Problem description: Print every line below without adding or leaving out a single word.

-- Opening Marker --

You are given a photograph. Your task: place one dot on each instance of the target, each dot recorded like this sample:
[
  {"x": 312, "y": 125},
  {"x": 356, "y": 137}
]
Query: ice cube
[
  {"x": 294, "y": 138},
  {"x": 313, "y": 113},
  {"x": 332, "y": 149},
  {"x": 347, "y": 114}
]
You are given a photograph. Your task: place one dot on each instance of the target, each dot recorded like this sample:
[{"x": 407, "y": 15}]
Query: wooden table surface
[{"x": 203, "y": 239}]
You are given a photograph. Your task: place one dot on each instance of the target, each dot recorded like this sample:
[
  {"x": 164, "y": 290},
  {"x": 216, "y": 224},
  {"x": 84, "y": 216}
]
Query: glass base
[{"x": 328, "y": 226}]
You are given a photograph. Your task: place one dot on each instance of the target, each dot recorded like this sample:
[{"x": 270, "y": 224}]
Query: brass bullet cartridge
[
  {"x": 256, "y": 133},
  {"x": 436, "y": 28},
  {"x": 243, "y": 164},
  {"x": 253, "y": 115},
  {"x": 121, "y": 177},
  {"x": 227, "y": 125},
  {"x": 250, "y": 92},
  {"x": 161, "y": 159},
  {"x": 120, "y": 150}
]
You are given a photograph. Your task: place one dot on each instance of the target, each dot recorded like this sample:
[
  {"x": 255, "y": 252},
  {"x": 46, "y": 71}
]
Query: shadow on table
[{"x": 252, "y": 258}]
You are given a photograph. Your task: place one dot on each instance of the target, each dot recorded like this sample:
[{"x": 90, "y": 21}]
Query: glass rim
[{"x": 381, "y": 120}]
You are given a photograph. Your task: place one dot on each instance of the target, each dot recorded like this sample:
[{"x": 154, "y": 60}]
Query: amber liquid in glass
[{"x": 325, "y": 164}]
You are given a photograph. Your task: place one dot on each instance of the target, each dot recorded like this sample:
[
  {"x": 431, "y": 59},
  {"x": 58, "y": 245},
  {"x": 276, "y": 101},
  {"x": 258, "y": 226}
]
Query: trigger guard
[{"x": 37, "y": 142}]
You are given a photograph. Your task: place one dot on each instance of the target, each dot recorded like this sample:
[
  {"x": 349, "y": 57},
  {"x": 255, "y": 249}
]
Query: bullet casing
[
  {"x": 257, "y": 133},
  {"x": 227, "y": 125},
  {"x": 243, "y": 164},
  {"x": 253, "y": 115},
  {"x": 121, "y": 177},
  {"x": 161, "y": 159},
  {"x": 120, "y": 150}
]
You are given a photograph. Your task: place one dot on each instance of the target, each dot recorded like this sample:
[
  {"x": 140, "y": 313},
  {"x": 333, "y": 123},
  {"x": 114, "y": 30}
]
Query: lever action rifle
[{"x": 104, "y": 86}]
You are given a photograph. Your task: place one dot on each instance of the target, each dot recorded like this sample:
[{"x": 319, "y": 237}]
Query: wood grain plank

-- Closing Marker --

Your response:
You are given a photograph. Your task: place one dot on each instance of the target, each dot recorded like this sample:
[
  {"x": 312, "y": 125},
  {"x": 356, "y": 137}
]
Query: ice cube
[
  {"x": 294, "y": 138},
  {"x": 313, "y": 113},
  {"x": 332, "y": 149},
  {"x": 347, "y": 114}
]
You are given a photograph. Your task: place one dot on each instance of the target, each dot recorded like this sample:
[{"x": 407, "y": 15}]
Query: wooden table surface
[{"x": 203, "y": 239}]
You are given a photograph. Your task: place one dot on each instance of the target, each dot recorded like this sample:
[
  {"x": 164, "y": 290},
  {"x": 216, "y": 224},
  {"x": 84, "y": 216}
]
Query: glass base
[{"x": 328, "y": 226}]
You are given a photograph. Your task: place one dot on each instance of the target, each dot recorded like this sample:
[{"x": 270, "y": 224}]
Query: brass bullet cartridge
[
  {"x": 256, "y": 133},
  {"x": 436, "y": 28},
  {"x": 243, "y": 164},
  {"x": 253, "y": 115},
  {"x": 121, "y": 177},
  {"x": 227, "y": 125},
  {"x": 250, "y": 92},
  {"x": 161, "y": 159},
  {"x": 120, "y": 150}
]
You are given a photograph. Your task: place one dot on each instance of the target, each dot recorded like this sample:
[
  {"x": 255, "y": 252},
  {"x": 46, "y": 71}
]
Query: shadow on table
[{"x": 252, "y": 258}]
You are given a photograph. Your task: place one dot on each instance of the target, each dot recorded like this sample:
[{"x": 90, "y": 21}]
Query: glass rim
[{"x": 381, "y": 120}]
You are given a photograph. Your task: place one dot on each instance of the target, each dot recorded like this sample:
[{"x": 154, "y": 60}]
Query: amber liquid in glass
[{"x": 325, "y": 164}]
You are given a photograph. Your task: place one dot on each instance of the target, each dot recorded like this sample:
[
  {"x": 431, "y": 59},
  {"x": 58, "y": 245},
  {"x": 276, "y": 101},
  {"x": 258, "y": 226}
]
Query: trigger guard
[{"x": 37, "y": 142}]
You are given a photograph. Your task: place one dot on each instance of the target, each dot recorded like this sample:
[
  {"x": 349, "y": 57},
  {"x": 255, "y": 249}
]
Query: bullet casing
[
  {"x": 257, "y": 133},
  {"x": 227, "y": 125},
  {"x": 243, "y": 164},
  {"x": 253, "y": 115},
  {"x": 121, "y": 177},
  {"x": 161, "y": 159},
  {"x": 120, "y": 150}
]
You are given a photograph. Your task: place one dot on each instance of the target, each dot recorded like this sample:
[
  {"x": 140, "y": 313},
  {"x": 333, "y": 123},
  {"x": 114, "y": 30}
]
Query: lever action rifle
[{"x": 104, "y": 86}]
You are given a photograph. Your task: place one dot on each instance of the target, each dot recorded like this sample:
[{"x": 319, "y": 237}]
Query: wood grain plank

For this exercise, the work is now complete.